Exercise instructions |
Where the string "black" shows up in a line of the records, copy that line.

Provided information |
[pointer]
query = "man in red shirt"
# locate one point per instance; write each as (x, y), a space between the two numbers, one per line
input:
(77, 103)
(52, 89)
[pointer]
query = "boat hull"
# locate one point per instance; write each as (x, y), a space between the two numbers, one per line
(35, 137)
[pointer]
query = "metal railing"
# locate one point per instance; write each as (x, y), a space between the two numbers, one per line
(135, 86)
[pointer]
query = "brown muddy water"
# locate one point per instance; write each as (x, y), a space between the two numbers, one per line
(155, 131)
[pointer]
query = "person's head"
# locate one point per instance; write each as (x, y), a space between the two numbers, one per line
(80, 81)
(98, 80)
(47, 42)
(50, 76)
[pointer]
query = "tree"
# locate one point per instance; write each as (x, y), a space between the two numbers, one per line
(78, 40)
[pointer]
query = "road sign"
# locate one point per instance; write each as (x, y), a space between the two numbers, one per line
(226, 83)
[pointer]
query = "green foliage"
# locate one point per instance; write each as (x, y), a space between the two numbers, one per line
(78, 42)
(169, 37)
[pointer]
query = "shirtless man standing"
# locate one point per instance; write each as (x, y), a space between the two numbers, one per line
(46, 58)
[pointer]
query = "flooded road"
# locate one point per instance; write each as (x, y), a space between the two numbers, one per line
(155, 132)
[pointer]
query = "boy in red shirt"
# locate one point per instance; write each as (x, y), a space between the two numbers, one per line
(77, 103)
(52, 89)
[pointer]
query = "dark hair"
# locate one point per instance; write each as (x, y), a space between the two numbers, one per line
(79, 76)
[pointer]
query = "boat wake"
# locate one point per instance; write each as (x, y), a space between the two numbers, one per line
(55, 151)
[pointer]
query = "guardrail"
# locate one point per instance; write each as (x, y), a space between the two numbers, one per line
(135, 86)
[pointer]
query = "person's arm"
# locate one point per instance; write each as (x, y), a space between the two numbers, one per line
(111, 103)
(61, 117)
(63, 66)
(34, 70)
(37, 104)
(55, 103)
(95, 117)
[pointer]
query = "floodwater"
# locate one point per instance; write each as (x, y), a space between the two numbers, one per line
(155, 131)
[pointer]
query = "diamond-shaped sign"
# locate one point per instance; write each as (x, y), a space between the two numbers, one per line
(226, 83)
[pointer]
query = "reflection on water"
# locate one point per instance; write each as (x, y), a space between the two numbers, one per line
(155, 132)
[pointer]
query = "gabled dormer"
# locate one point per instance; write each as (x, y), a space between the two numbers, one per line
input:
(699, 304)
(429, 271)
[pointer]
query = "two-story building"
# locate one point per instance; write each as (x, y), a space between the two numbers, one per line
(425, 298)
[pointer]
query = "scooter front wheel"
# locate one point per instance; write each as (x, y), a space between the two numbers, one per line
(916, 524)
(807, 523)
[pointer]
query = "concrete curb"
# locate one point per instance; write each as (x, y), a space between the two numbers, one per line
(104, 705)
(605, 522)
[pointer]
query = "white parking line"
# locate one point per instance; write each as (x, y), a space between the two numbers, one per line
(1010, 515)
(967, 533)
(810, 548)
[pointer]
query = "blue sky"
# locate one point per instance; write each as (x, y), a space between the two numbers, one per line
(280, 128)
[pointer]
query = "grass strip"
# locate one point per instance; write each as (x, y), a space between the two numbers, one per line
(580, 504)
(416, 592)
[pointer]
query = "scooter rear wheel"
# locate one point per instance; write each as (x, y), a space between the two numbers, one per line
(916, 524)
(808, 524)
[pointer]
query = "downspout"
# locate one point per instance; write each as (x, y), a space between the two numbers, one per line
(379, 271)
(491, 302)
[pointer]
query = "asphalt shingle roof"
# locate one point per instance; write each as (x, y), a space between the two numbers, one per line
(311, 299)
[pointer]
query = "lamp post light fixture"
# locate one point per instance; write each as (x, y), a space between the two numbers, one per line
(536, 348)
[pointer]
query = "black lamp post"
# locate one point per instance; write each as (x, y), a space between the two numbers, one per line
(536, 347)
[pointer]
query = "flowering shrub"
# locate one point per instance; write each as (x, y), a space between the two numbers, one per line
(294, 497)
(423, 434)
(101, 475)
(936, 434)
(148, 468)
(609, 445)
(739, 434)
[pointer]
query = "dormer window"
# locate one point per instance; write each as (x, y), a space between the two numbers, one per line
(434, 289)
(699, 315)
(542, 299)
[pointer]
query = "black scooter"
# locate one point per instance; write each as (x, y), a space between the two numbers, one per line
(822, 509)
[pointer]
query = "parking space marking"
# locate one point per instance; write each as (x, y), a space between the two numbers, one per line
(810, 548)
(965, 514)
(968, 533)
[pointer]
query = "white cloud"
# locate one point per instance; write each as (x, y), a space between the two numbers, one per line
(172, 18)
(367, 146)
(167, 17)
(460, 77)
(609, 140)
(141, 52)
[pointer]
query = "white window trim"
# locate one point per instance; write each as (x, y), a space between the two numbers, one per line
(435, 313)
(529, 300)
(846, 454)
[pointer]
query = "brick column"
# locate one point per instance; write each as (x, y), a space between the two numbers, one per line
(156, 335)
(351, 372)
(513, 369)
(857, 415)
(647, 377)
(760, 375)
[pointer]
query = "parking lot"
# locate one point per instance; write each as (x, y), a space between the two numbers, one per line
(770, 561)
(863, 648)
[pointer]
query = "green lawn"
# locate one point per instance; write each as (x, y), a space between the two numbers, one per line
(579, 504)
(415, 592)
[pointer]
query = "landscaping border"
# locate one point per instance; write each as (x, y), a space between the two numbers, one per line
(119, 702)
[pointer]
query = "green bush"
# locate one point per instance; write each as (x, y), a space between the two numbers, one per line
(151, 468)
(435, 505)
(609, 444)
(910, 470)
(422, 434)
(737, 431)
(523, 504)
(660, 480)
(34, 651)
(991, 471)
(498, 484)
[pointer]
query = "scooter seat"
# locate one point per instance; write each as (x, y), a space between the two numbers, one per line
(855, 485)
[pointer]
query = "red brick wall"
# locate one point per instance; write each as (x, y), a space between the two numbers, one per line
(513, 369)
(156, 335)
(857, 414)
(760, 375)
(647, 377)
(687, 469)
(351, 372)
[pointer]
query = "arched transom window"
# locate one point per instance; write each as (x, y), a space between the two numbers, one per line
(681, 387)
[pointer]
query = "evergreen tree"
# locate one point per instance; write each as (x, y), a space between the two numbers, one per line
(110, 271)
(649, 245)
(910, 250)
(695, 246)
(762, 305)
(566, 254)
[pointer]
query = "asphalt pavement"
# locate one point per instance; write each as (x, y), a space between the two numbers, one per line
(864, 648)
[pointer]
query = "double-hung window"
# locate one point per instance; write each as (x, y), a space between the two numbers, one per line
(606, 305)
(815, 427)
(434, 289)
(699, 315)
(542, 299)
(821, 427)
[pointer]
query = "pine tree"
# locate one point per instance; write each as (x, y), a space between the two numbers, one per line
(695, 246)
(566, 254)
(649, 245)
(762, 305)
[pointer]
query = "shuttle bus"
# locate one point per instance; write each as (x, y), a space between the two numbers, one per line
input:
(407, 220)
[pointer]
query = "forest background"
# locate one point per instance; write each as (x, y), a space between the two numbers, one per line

Result below |
query = "black lamp post"
query = "black scooter"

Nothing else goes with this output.